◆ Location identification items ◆

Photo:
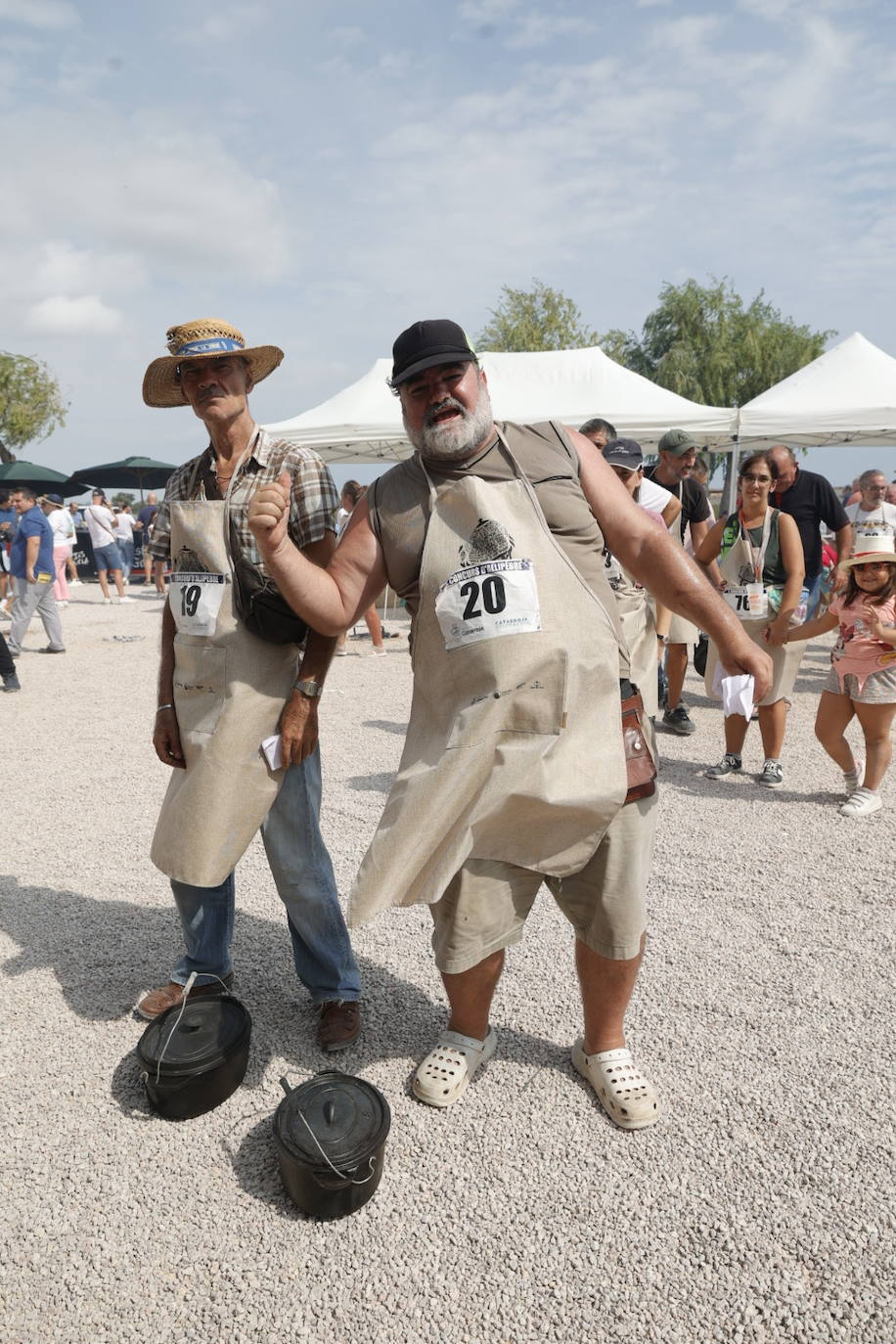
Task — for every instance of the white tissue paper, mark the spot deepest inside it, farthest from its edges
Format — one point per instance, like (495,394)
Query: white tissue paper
(273,749)
(737,693)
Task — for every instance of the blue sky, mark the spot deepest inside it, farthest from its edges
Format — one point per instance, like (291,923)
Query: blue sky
(324,175)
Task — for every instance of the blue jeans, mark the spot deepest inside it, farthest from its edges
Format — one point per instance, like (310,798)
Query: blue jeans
(304,876)
(126,558)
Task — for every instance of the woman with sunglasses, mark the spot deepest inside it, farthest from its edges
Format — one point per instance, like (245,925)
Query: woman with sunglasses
(760,560)
(863,675)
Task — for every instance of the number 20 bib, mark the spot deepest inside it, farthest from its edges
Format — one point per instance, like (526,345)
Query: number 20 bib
(195,601)
(485,601)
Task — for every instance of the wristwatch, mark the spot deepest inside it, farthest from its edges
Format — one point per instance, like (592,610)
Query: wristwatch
(310,690)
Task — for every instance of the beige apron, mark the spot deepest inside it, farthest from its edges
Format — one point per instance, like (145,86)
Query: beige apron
(514,749)
(734,564)
(230,689)
(640,629)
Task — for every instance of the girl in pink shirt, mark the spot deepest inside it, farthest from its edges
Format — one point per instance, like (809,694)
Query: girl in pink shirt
(863,676)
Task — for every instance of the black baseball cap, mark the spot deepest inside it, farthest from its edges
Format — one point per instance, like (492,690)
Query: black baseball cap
(677,442)
(623,452)
(426,344)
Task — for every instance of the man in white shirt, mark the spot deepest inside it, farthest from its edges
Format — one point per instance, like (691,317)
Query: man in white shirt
(871,513)
(101,524)
(651,496)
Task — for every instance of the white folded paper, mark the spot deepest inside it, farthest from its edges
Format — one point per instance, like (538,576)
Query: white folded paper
(737,693)
(273,749)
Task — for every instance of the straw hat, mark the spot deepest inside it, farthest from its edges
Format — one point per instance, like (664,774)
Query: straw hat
(874,547)
(203,338)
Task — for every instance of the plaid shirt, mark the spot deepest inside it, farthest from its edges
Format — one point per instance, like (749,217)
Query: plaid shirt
(312,509)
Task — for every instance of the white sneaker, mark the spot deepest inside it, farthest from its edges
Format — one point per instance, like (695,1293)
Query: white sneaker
(852,779)
(861,804)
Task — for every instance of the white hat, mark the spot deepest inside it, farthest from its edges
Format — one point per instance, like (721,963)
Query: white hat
(874,547)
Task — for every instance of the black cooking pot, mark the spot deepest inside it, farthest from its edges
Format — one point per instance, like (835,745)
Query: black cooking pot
(330,1136)
(195,1060)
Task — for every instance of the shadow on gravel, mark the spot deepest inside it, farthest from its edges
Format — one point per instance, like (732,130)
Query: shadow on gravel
(254,1160)
(690,777)
(387,726)
(373,783)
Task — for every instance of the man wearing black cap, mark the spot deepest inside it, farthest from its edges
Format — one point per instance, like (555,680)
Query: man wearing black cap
(514,769)
(32,571)
(677,457)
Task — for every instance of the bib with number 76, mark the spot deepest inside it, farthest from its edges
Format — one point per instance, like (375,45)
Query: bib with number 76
(195,601)
(485,601)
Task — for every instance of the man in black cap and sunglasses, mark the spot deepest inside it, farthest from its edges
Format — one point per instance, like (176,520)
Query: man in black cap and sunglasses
(514,770)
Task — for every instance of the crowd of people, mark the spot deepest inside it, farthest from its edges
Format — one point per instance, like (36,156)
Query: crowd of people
(553,593)
(38,567)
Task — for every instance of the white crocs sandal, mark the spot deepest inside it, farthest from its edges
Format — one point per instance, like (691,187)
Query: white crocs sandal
(861,804)
(626,1096)
(450,1066)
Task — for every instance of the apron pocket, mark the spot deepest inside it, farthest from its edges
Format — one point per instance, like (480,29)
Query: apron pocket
(199,687)
(492,701)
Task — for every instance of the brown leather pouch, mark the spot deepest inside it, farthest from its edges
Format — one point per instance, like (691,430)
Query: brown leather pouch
(641,769)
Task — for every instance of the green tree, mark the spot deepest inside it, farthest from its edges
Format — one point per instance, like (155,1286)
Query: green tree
(705,343)
(31,405)
(535,319)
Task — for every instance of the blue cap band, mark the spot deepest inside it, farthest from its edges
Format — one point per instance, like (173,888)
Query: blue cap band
(208,347)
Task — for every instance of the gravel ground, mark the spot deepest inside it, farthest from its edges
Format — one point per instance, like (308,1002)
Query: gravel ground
(760,1207)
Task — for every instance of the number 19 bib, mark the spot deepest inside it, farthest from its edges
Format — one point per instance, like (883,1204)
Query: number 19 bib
(485,601)
(195,601)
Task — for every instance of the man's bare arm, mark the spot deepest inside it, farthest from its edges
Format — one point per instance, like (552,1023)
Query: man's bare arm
(330,600)
(165,737)
(298,728)
(665,568)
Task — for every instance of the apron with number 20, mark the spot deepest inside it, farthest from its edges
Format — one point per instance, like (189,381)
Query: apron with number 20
(514,749)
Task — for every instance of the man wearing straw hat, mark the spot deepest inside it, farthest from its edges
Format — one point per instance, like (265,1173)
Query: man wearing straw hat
(223,690)
(514,768)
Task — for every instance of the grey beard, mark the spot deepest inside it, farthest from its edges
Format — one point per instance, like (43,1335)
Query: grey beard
(454,439)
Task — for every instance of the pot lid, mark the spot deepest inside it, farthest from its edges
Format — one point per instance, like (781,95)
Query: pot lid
(205,1035)
(347,1116)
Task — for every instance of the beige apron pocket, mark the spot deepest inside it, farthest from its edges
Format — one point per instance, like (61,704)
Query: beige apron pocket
(199,687)
(492,701)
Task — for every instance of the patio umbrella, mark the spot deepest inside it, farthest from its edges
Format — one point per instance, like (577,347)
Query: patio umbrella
(39,478)
(143,471)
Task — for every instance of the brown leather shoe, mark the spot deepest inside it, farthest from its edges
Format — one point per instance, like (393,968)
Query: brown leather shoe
(338,1023)
(168,996)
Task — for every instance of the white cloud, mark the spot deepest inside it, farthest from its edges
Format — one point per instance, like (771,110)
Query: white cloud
(227,23)
(538,28)
(65,269)
(486,13)
(65,316)
(40,14)
(157,201)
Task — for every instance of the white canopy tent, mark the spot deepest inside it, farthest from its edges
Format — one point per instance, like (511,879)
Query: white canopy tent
(846,395)
(363,424)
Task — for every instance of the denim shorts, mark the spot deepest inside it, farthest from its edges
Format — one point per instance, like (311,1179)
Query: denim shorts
(108,557)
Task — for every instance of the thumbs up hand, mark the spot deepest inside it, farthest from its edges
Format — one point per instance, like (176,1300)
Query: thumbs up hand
(269,514)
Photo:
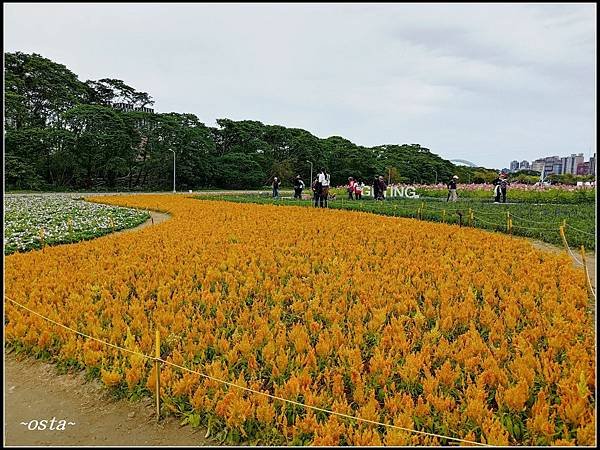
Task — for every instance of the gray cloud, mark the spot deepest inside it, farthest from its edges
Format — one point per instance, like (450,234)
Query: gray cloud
(487,83)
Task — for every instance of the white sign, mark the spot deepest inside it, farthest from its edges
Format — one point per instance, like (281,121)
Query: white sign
(395,191)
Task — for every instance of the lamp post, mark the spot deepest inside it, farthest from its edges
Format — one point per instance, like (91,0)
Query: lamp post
(173,170)
(310,171)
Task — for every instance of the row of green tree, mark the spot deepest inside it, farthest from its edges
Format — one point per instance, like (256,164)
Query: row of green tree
(62,133)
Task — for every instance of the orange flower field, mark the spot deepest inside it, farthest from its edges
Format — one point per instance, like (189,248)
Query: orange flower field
(432,327)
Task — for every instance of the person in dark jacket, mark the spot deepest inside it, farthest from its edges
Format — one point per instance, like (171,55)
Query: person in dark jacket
(316,188)
(500,186)
(376,188)
(452,196)
(298,187)
(381,188)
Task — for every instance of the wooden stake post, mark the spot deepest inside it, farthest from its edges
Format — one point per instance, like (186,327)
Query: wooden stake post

◆ Problem statement ◆
Rewrite every line of the entries above as a Markdown table with the columns "No." and "Line", numbering the rows in order and skipping blank lines. Omit the pictures from the table.

◆ Problem solution ◆
| No. | Line |
|---|---|
| 1 | Photo: |
| 2 | Task — for every instance of the white tissue paper, mark the spot deepest inside it, farthest from its edges |
| 3 | Format — one point per instance, like (495,394) |
| 4 | Query: white tissue paper |
| 5 | (273,749) |
| 6 | (737,693) |
| 7 | Task — for every instance of the blue sky, mark the spot deepest inside it, farthest from its edges |
| 8 | Format — one point per instance, like (291,923) |
| 9 | Query: blue sky |
| 10 | (324,175) |
| 11 | Task — for every instance of the blue jeans, mark the spot deepest inside it, farthest from its edges |
| 12 | Format — one point per instance, like (310,798) |
| 13 | Query: blue jeans |
| 14 | (304,876) |
| 15 | (126,558) |
| 16 | Task — for every instance of the woman with sunglasses, mark the spot deepest inside it, farthest from its edges |
| 17 | Format — one point per instance, like (245,925) |
| 18 | Query: woman with sunglasses |
| 19 | (760,560) |
| 20 | (863,675) |
| 21 | Task — for every instance of the number 20 bib, mark the spot deepest inside it, farthest from its edges |
| 22 | Format — one point per instance, like (526,345) |
| 23 | Query: number 20 bib |
| 24 | (195,601) |
| 25 | (485,601) |
| 26 | Task — for every instance of the wristwatch, mark the spot deepest inside it, farthest from its edges |
| 27 | Format — one point per instance, like (592,610) |
| 28 | Query: wristwatch |
| 29 | (310,690) |
| 30 | Task — for every instance of the beige apron, mark the spot deepest inside it, farthest from its edges |
| 31 | Format — one point per instance, like (145,86) |
| 32 | Query: beige apron |
| 33 | (514,749) |
| 34 | (734,564) |
| 35 | (230,689) |
| 36 | (640,629) |
| 37 | Task — for every instance of the girl in pink shirt, mark the spot deepest inside it, farthest from its edges |
| 38 | Format — one point per instance, like (809,694) |
| 39 | Query: girl in pink shirt |
| 40 | (863,676) |
| 41 | Task — for every instance of the black baseball cap, mark the spot deepest inside it, farthest from its edges |
| 42 | Format — one point per instance, like (492,690) |
| 43 | Query: black baseball cap |
| 44 | (677,442) |
| 45 | (623,452) |
| 46 | (426,344) |
| 47 | Task — for every instance of the man in white shirt, mark the spot deepest inside it, farthest from its edges |
| 48 | Format — one point per instance, like (691,317) |
| 49 | Query: man in white shirt |
| 50 | (871,513) |
| 51 | (101,524) |
| 52 | (651,496) |
| 53 | Task — for every instance of the white folded paper, mark the spot deepest inside it, farthest from its edges |
| 54 | Format — one point per instance, like (538,576) |
| 55 | Query: white folded paper |
| 56 | (737,693) |
| 57 | (273,749) |
| 58 | Task — for every instance of the straw hat, mark the spot deepest inside it, farthest from its edges |
| 59 | Format — one point per instance, like (664,774) |
| 60 | Query: straw hat |
| 61 | (874,547) |
| 62 | (203,338) |
| 63 | Task — for every instance of the plaid shirt, mark the spot deepest inside it, farthest from its edges |
| 64 | Format — one point per instance, like (749,217) |
| 65 | Query: plaid shirt |
| 66 | (312,509) |
| 67 | Task — for every instance of the white sneaker, mark the spot deepest inside it, farthest from its edges |
| 68 | Format — one point per instance, like (695,1293) |
| 69 | Query: white sneaker |
| 70 | (852,779) |
| 71 | (861,804) |
| 72 | Task — for every instance of the white hat, mark the spot deepest inside it, farthest from its edges |
| 73 | Format — one point per instance, like (721,963) |
| 74 | Query: white hat |
| 75 | (874,547) |
| 76 | Task — for every instance of the black cooking pot, mark the spot deepest inside it, farthest from its edges |
| 77 | Format — one point per instance, like (835,745) |
| 78 | Query: black cooking pot |
| 79 | (330,1136) |
| 80 | (195,1060) |
| 81 | Task — for every instance of the shadow on gravel, mark the spot deepest inside it, farthest from its edges |
| 82 | Format — one point per instance, like (732,130) |
| 83 | Query: shadow on gravel |
| 84 | (254,1160) |
| 85 | (690,777) |
| 86 | (387,726) |
| 87 | (373,783) |
| 88 | Task — for every instance of the man wearing black cap, mark the spot deepest inside it, farthest from its edges |
| 89 | Format — one point per instance, like (555,680) |
| 90 | Query: man wearing black cap |
| 91 | (514,769) |
| 92 | (32,571) |
| 93 | (677,457) |
| 94 | Task — for every instance of the bib with number 76, mark the spot deepest inside it, farthest from its edges |
| 95 | Format — one point per instance, like (375,45) |
| 96 | Query: bib with number 76 |
| 97 | (195,601) |
| 98 | (485,601) |
| 99 | Task — for every instance of the man in black cap and sunglasses, mark the spot deepest inside it, farthest from its edges |
| 100 | Format — one point per instance, like (176,520) |
| 101 | Query: man in black cap and sunglasses |
| 102 | (514,770) |
| 103 | Task — for every instance of the crowd of people, mark the spot deepest inside it, farthest from its edges |
| 104 | Format — one point per instance, like (36,156) |
| 105 | Query: crowd of people |
| 106 | (553,593) |
| 107 | (38,567) |
| 108 | Task — for every instance of the white crocs sandal, mark the spot deepest inside it, farthest from its edges |
| 109 | Format — one point per instance, like (691,187) |
| 110 | Query: white crocs sandal |
| 111 | (861,804) |
| 112 | (626,1096) |
| 113 | (450,1066) |
| 114 | Task — for every instance of the apron pocket, mark the spot deepest inside it, farthest from its edges |
| 115 | Format — one point per instance, like (480,29) |
| 116 | Query: apron pocket |
| 117 | (199,687) |
| 118 | (492,701) |
| 119 | Task — for every instance of the brown leather pouch, mark the spot deepest inside it, farthest from its edges |
| 120 | Format — one point per instance, like (691,430) |
| 121 | Query: brown leather pouch |
| 122 | (641,769) |
| 123 | Task — for every instance of the green tree, mark the spot deepest inside it, farthest from its edges |
| 124 | Format — one point per instance, like (155,1286) |
| 125 | Query: green tree |
| 126 | (705,343) |
| 127 | (31,405) |
| 128 | (535,319) |
| 129 | Task — for every instance of the blue cap band, mark the spot deepest inside it, farthest from its edges |
| 130 | Format — one point per instance, like (173,888) |
| 131 | Query: blue cap band |
| 132 | (208,347) |
| 133 | Task — for every instance of the gravel ground, mark the spot deepest inside it, farthest from its edges |
| 134 | Format — one point per instance, like (308,1002) |
| 135 | Query: gravel ground |
| 136 | (760,1207) |
| 137 | Task — for every instance of the number 19 bib, mark the spot deepest inside it, farthest from its edges |
| 138 | Format — one point per instance, like (883,1204) |
| 139 | Query: number 19 bib |
| 140 | (485,601) |
| 141 | (195,601) |
| 142 | Task — for every instance of the man's bare arm, mark the spot deepest inside it, farthest from its edges |
| 143 | Format — one point per instance, like (552,1023) |
| 144 | Query: man's bare arm |
| 145 | (330,600) |
| 146 | (165,737) |
| 147 | (298,728) |
| 148 | (665,568) |
| 149 | Task — for every instance of the apron with number 20, mark the spot deepest inside it, farthest from its edges |
| 150 | Format — one point per instance, like (189,381) |
| 151 | Query: apron with number 20 |
| 152 | (514,749) |
| 153 | Task — for every instance of the man wearing straw hat, mark the spot deepest inside it, farthest from its edges |
| 154 | Format — one point per instance, like (265,1173) |
| 155 | Query: man wearing straw hat |
| 156 | (223,690) |
| 157 | (514,768) |
| 158 | Task — for every instance of the grey beard, mark the spot deepest inside it, farthest from its edges |
| 159 | Format — one point per instance, like (43,1335) |
| 160 | Query: grey beard |
| 161 | (454,439) |
| 162 | Task — for every instance of the pot lid, mark the spot deepest inside it, farthest from its edges |
| 163 | Format — one point per instance, like (781,95) |
| 164 | Query: pot lid |
| 165 | (205,1035) |
| 166 | (347,1116) |
| 167 | Task — for every instance of the beige apron pocket, mark the spot deepest inside it, farthest from its edges |
| 168 | Format — one point per instance, like (61,704) |
| 169 | Query: beige apron pocket |
| 170 | (199,687) |
| 171 | (492,701) |
| 172 | Task — for every instance of the patio umbrella, mark the spot deepest inside it, farthest from its edges |
| 173 | Format — one point per instance, like (577,347) |
| 174 | Query: patio umbrella |
| 175 | (39,478) |
| 176 | (143,471) |
| 177 | Task — for every instance of the brown leather shoe, mark the spot deepest inside it, farthest from its edges |
| 178 | Format — one point per instance, like (393,968) |
| 179 | Query: brown leather shoe |
| 180 | (338,1023) |
| 181 | (168,996) |
| 182 | Task — for every instance of the white cloud, mark the spot deepest inside it, farthest from its edges |
| 183 | Format — one point per instance, like (771,110) |
| 184 | Query: white cloud |
| 185 | (227,23) |
| 186 | (538,28) |
| 187 | (65,269) |
| 188 | (486,13) |
| 189 | (65,316) |
| 190 | (40,14) |
| 191 | (157,201) |
| 192 | Task — for every instance of the white canopy tent, mark the spot deepest inside it, farthest from its edges |
| 193 | Format — one point per instance, like (511,879) |
| 194 | Query: white canopy tent |
| 195 | (846,395) |
| 196 | (363,424) |
| 197 | Task — for every instance of the denim shorts, mark the spot deepest inside it, farthest from its edges |
| 198 | Format — one point per instance, like (311,1179) |
| 199 | Query: denim shorts |
| 200 | (108,557) |
| 201 | Task — for every instance of the thumbs up hand, mark the spot deepest inside it, farthest from its edges |
| 202 | Format — one point per instance, like (176,1300) |
| 203 | Query: thumbs up hand |
| 204 | (269,514) |
| 205 | Photo: |
| 206 | Task — for every instance of the gray cloud, mark the spot deepest inside it, farthest from its edges |
| 207 | Format — one point per instance, like (450,234) |
| 208 | Query: gray cloud |
| 209 | (487,83) |
| 210 | Task — for every instance of the white sign, mark the spot deepest inside it, farthest from its edges |
| 211 | Format — one point per instance, like (281,121) |
| 212 | Query: white sign |
| 213 | (395,191) |
| 214 | Task — for every instance of the lamp post, mark the spot deepest inside it, farthest from its edges |
| 215 | Format — one point per instance, like (91,0) |
| 216 | Query: lamp post |
| 217 | (173,170) |
| 218 | (310,171) |
| 219 | Task — for every instance of the row of green tree, mark the spot deepest inside it, farthest from its edges |
| 220 | Format — one point per instance, like (256,164) |
| 221 | Query: row of green tree |
| 222 | (62,133) |
| 223 | Task — for every instance of the orange flower field, mark the spot deepest inside it, farthest from its edges |
| 224 | Format — one point per instance, like (189,248) |
| 225 | Query: orange flower field |
| 226 | (432,327) |
| 227 | Task — for every instance of the person in dark jacket, mark the spot deepest inside it, farthest from its edges |
| 228 | Format — one point per instance, like (171,55) |
| 229 | Query: person in dark jacket |
| 230 | (316,188) |
| 231 | (500,186) |
| 232 | (376,188) |
| 233 | (452,196) |
| 234 | (298,187) |
| 235 | (381,188) |
| 236 | Task — for every instance of the wooden stake post, mark the spot deepest inside it, farthest from its edges |
| 237 | Format — one point per instance, like (186,327) |
| 238 | Query: wooden stake post |